*** Block opens ***

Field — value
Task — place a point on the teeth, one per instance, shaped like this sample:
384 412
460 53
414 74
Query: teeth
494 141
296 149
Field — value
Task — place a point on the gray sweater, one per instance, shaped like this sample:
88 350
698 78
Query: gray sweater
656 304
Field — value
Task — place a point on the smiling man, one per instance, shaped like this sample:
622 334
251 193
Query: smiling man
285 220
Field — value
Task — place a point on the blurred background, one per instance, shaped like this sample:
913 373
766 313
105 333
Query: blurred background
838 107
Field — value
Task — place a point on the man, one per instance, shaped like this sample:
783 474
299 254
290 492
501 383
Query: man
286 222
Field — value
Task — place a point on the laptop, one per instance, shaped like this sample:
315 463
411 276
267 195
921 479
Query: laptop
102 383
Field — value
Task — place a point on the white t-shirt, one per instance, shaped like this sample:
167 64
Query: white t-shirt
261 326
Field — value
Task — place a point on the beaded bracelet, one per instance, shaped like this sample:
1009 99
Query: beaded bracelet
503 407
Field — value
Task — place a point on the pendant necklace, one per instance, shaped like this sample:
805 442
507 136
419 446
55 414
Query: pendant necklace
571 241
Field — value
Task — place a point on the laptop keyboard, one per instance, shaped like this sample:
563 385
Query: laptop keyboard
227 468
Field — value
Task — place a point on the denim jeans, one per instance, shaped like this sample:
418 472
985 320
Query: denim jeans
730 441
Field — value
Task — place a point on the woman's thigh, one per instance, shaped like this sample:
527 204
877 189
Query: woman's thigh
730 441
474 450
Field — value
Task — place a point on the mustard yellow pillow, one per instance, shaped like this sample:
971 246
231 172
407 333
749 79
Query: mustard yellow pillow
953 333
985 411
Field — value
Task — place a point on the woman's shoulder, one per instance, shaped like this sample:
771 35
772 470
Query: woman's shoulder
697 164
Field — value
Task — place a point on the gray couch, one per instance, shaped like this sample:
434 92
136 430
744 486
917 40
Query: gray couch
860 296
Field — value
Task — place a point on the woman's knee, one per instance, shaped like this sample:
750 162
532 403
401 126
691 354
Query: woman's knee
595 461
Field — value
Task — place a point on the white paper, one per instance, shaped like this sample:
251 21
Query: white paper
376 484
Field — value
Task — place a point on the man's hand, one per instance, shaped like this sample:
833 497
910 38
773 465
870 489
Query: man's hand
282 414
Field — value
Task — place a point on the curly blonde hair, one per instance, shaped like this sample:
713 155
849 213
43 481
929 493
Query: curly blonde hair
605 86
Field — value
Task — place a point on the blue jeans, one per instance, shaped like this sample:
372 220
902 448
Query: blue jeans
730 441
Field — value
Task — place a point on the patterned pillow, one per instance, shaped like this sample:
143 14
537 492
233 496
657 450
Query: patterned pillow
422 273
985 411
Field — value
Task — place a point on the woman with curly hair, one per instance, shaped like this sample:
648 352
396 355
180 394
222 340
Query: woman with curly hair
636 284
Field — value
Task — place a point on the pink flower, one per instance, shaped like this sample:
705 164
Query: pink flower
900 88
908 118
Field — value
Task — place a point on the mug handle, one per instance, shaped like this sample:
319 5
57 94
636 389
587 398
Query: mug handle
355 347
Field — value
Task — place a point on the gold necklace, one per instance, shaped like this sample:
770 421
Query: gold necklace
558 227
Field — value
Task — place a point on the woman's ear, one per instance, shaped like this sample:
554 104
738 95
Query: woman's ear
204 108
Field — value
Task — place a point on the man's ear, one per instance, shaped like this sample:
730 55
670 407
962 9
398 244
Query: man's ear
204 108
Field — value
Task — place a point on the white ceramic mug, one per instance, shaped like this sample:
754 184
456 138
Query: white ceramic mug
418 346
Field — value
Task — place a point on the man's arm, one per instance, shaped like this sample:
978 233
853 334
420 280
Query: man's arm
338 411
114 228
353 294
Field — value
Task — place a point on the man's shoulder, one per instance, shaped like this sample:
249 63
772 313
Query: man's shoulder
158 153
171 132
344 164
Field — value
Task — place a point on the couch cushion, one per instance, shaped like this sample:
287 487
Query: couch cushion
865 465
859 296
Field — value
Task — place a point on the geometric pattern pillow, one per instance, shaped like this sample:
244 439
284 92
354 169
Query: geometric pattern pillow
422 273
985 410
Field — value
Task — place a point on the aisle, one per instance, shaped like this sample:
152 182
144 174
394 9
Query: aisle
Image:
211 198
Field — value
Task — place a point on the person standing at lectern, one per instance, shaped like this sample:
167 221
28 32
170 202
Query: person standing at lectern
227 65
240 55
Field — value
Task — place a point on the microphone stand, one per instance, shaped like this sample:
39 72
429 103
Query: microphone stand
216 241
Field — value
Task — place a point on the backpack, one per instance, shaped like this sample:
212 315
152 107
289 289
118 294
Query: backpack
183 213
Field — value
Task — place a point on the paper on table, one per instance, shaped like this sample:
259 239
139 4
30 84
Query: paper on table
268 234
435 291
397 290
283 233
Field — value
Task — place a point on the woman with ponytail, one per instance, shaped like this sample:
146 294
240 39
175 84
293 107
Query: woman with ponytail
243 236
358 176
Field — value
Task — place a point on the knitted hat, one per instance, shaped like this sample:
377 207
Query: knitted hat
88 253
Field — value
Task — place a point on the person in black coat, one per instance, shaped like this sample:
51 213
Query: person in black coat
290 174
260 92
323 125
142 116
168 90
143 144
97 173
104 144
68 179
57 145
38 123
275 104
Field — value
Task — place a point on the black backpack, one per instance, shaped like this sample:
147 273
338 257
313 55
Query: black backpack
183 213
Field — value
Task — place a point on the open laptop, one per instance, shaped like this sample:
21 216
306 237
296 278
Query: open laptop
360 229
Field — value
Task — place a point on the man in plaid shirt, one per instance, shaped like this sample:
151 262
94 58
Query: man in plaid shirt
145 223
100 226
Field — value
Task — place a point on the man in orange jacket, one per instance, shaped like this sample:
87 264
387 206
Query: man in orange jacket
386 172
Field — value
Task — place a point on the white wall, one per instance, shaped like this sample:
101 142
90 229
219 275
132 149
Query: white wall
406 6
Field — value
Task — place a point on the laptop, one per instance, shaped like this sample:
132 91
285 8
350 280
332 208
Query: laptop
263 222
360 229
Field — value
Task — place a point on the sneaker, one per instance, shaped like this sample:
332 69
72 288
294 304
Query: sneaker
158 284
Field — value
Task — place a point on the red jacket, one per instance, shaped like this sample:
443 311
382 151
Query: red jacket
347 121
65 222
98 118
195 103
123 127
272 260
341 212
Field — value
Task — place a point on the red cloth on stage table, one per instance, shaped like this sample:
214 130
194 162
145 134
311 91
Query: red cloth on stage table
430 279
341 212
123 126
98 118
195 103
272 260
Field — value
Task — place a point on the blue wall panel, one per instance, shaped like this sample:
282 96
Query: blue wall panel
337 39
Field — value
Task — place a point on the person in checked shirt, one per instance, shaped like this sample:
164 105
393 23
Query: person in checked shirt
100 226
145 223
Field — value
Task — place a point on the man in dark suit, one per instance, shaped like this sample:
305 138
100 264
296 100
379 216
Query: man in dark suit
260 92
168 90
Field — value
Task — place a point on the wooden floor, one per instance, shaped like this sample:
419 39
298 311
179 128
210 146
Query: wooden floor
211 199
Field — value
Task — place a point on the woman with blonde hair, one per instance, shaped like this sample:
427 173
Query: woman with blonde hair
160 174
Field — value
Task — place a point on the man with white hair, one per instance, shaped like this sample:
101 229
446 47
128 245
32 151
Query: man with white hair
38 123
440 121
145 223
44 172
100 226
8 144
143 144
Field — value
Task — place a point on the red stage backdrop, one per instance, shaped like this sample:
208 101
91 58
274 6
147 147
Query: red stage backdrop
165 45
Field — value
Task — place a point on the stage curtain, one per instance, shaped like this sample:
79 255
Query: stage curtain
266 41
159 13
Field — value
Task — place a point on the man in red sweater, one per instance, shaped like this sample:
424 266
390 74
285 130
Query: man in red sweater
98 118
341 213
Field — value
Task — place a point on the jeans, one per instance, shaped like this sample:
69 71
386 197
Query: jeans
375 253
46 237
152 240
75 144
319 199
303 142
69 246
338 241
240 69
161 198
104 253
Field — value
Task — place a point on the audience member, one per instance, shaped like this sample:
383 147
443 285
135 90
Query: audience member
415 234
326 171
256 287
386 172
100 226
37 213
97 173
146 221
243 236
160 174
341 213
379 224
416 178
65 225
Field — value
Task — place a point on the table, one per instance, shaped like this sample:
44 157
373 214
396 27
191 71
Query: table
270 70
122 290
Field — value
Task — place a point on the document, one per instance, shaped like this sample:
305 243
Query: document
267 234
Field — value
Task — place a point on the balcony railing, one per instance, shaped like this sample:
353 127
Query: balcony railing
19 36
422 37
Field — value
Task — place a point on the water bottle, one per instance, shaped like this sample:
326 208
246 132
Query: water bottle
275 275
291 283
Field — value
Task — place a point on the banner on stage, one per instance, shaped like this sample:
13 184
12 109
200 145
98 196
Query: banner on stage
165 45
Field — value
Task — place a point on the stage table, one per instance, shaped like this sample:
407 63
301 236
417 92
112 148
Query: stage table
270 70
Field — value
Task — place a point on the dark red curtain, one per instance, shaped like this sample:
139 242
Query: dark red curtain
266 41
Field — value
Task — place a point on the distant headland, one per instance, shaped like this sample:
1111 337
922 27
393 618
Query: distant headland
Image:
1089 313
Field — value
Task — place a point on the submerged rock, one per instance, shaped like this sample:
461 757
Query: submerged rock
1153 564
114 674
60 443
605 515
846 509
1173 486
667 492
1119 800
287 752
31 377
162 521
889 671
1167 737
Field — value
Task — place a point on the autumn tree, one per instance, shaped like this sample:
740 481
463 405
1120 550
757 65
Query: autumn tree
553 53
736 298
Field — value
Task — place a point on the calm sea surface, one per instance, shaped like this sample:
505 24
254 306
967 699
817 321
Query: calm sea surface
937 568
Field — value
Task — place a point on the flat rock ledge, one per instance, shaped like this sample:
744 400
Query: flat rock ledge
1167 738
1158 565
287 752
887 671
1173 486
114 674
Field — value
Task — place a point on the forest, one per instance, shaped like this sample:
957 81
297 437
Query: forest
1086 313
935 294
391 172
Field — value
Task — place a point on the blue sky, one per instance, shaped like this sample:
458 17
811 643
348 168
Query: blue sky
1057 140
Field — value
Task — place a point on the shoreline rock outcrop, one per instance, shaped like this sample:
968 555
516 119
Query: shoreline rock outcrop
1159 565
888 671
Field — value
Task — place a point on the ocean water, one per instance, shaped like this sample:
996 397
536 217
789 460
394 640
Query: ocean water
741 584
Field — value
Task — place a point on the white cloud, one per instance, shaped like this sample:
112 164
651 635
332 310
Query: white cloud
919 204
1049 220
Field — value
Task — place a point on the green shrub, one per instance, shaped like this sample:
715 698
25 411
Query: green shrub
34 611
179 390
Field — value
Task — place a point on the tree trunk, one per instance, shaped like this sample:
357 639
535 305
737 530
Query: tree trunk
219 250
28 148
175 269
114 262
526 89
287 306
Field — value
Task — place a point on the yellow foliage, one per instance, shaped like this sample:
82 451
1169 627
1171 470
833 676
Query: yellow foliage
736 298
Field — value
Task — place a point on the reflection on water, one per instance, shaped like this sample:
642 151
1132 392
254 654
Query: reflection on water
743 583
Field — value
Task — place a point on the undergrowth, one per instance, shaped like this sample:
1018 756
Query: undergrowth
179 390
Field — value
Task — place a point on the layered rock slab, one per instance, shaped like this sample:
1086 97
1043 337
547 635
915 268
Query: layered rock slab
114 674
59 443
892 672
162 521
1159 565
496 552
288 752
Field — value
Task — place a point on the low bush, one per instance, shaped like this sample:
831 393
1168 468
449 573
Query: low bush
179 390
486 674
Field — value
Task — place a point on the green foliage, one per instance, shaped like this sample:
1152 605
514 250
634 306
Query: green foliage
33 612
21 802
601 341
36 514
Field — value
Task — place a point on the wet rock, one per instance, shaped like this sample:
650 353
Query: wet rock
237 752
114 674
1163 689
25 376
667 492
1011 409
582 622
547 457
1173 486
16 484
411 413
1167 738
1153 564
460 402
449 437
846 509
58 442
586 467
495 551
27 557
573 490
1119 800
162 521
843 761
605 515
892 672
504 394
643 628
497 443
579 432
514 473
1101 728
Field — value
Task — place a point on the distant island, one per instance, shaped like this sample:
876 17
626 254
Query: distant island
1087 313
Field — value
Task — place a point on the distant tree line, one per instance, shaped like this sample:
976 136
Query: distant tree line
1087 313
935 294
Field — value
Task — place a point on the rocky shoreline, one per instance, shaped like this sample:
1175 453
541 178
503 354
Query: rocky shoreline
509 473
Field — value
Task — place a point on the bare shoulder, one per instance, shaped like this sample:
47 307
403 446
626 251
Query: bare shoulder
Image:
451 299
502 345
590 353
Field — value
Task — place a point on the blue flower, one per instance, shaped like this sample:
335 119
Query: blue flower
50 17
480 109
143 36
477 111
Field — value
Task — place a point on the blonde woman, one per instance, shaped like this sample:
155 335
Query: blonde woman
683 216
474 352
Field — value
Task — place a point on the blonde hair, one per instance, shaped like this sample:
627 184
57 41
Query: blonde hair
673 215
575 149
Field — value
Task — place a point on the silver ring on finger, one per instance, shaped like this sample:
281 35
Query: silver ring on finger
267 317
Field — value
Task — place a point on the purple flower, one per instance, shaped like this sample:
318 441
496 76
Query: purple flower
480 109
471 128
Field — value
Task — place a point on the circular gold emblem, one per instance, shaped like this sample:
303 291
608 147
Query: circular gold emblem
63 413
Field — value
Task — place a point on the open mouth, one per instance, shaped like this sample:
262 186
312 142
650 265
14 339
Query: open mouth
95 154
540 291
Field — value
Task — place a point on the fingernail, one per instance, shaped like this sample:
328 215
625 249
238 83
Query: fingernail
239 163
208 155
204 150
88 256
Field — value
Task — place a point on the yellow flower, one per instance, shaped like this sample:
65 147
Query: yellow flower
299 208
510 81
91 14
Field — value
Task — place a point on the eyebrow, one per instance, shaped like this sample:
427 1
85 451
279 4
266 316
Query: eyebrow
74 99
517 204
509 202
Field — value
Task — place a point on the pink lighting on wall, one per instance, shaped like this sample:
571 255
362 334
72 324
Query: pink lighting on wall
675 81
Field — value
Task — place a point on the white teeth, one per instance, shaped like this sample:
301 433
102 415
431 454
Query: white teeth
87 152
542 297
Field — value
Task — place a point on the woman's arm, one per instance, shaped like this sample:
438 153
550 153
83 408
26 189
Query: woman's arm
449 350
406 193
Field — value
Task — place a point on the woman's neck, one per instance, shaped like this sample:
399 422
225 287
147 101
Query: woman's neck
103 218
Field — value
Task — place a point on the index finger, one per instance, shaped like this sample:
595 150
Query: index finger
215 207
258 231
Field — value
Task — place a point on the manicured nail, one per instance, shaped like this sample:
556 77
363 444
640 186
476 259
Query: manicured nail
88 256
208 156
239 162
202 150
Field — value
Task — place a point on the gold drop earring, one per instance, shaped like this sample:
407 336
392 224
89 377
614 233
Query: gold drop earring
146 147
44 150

*** Block closes ***

> [Assignment]:
Filter on the word "headland": copy each matching line from the entries above.

> [Task answer]:
Task — place a point on the distant headland, one per instance, shaped like this sample:
Query: distant headland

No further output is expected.